Exercise task: Gather every line of the rows below that contains the string "sleeve". Case counts.

(Excerpts from point annotation data)
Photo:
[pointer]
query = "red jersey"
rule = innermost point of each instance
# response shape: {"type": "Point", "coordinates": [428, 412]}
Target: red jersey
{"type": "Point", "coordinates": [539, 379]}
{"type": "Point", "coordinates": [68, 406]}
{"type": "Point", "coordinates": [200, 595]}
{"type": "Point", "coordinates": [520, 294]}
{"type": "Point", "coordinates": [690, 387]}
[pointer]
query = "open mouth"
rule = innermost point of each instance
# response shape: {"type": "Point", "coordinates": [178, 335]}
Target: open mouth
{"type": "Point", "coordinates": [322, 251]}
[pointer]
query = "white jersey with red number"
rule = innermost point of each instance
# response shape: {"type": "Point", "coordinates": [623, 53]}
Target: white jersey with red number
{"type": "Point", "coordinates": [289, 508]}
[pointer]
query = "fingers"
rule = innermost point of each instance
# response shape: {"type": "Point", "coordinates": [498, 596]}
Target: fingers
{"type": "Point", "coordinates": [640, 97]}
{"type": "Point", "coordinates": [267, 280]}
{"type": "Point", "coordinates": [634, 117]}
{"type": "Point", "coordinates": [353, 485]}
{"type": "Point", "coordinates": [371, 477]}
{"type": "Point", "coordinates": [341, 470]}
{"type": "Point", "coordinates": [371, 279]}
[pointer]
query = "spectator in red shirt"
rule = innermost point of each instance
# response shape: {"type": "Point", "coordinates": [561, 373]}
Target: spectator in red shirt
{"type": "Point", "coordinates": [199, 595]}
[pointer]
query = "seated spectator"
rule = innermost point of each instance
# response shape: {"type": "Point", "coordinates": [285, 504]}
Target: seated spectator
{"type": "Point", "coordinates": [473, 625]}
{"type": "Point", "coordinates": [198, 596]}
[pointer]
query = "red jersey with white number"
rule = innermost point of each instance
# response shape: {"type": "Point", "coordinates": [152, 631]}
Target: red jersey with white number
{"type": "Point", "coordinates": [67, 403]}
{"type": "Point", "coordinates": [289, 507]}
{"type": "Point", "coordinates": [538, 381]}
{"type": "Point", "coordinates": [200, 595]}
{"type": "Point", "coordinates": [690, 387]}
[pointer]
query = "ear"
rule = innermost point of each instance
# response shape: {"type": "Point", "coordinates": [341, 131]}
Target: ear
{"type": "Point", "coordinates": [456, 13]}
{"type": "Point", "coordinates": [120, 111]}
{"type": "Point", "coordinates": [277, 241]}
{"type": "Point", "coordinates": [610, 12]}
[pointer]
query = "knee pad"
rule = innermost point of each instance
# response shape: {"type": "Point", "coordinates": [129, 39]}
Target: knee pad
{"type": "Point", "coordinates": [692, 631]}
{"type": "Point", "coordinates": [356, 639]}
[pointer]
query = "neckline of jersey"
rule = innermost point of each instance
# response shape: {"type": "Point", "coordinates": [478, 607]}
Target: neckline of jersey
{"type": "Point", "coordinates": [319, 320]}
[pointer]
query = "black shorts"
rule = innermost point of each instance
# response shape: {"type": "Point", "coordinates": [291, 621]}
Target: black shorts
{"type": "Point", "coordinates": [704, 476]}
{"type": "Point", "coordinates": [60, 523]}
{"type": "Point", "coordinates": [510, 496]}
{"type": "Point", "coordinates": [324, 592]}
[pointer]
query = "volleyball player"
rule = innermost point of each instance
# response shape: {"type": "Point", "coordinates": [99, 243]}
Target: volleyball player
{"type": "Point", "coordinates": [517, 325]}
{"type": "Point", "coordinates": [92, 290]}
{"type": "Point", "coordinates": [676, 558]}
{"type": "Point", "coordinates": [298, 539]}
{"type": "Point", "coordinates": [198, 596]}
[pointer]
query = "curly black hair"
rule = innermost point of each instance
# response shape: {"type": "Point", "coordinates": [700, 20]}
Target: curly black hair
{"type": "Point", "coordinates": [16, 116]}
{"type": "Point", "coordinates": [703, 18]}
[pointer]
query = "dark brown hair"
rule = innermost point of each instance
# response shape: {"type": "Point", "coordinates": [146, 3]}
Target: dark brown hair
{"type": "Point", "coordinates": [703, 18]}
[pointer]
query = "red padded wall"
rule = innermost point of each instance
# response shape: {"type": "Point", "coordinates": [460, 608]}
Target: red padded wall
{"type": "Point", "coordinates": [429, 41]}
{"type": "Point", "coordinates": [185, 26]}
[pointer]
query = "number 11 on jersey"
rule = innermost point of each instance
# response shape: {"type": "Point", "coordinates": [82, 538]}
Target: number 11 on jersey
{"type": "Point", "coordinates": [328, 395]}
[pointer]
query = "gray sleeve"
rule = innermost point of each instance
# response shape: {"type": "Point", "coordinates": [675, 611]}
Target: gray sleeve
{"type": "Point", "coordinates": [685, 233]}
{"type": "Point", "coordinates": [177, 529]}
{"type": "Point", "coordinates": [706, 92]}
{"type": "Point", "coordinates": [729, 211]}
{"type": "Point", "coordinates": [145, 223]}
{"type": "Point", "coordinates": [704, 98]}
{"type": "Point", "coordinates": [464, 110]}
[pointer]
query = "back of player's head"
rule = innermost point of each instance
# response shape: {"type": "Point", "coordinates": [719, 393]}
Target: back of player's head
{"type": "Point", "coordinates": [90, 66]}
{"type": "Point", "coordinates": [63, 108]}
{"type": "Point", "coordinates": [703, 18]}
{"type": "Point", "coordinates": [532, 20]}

Solution below:
query = "gray sleeve"
Target: gray sleeve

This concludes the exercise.